Dataset items:
■ ■ ■
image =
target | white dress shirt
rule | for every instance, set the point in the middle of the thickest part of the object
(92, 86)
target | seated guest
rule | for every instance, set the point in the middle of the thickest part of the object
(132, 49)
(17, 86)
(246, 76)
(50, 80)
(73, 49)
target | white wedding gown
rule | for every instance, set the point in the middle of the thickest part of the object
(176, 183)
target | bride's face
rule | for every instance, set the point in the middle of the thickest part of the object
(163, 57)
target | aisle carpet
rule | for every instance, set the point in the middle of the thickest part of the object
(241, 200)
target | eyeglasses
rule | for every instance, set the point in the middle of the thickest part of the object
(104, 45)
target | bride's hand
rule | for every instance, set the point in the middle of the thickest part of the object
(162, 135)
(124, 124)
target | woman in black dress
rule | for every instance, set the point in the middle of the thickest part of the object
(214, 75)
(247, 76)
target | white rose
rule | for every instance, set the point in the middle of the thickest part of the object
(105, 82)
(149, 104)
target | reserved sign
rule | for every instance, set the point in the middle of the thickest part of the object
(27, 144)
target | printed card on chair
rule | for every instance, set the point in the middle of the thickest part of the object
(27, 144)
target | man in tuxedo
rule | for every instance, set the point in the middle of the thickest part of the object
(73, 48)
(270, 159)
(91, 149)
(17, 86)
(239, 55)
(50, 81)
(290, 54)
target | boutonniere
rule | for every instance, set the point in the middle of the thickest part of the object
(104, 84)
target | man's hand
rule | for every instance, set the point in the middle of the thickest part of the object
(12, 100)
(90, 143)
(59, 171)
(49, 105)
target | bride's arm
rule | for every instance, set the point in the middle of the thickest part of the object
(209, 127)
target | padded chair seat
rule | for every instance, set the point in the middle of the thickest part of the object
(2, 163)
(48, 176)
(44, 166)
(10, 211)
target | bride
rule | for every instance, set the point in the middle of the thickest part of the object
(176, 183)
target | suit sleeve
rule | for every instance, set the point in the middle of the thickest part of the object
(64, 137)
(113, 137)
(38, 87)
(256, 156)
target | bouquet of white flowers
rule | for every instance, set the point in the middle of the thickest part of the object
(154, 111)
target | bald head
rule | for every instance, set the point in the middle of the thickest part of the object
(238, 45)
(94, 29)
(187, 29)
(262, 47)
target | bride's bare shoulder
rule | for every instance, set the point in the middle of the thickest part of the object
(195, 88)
■ ■ ■
Work to complete: Copy each line of the data that contains the word "white", leaving the other lines out.

Solution for this problem:
target | white dress shirt
target | white wedding gown
target | white rose
target | bouquet of white flowers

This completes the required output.